Excerpted data start

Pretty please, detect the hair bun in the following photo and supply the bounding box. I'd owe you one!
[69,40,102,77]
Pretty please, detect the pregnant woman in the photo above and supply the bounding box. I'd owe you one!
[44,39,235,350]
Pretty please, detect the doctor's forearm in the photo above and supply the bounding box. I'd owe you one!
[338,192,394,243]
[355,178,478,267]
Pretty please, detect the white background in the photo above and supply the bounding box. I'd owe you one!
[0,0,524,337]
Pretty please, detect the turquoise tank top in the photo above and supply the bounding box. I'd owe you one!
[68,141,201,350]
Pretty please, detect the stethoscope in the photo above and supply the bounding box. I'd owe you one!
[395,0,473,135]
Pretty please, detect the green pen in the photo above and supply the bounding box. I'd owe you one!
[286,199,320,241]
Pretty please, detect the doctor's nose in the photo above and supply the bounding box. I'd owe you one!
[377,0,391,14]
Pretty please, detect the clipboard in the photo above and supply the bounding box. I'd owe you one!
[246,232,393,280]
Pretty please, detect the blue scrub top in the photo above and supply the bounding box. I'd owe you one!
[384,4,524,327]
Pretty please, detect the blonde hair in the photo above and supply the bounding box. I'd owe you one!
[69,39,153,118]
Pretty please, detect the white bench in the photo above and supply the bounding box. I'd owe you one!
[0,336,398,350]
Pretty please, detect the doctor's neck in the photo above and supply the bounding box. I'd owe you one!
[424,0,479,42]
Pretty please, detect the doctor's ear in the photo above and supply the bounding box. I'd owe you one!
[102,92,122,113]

Excerpted data end

• **Prompt**
Print the data again word for word, starting with the line that contains "Pretty please, detect the turquoise" and going through to the end of the data.

• **Answer**
Pretty please, detect the turquoise tank top in the photo above and supply the bounding box. I'd owe you one!
[68,141,201,350]
Pretty please, detect the stethoscope in the photo above and supply the bounding box. I'd owe you one!
[395,0,473,135]
Pretty please, detect the green pen in the photo above and supply the bounding box. I'd owe you one!
[286,199,320,241]
Pretty please, detect the doctor's nose in the photo above and supply the bounding box. I'd owe you one!
[377,0,391,14]
Pretty please, detect the clipboard in the photo above and supply the bounding box. I'd owe you one!
[246,232,393,280]
Pretty please, detect the blue scrub top in the photo above and supply the bounding box. I'd owe you one!
[384,4,524,327]
Pretty please, detect the blonde hair in the photo above and supply the bounding box. I'd owe you one!
[69,39,153,118]
Pretty please, detect the white bench in the photo above and supply the bounding box. I'd owe you one!
[0,336,398,350]
Pretty please, detect the doctor's neck in the photo above and supply the bounding box. I'd owe you one!
[424,0,479,42]
Pretty please, detect the doctor's ear in the photo above and supply the bounding box. I'd owe you one!
[102,92,122,113]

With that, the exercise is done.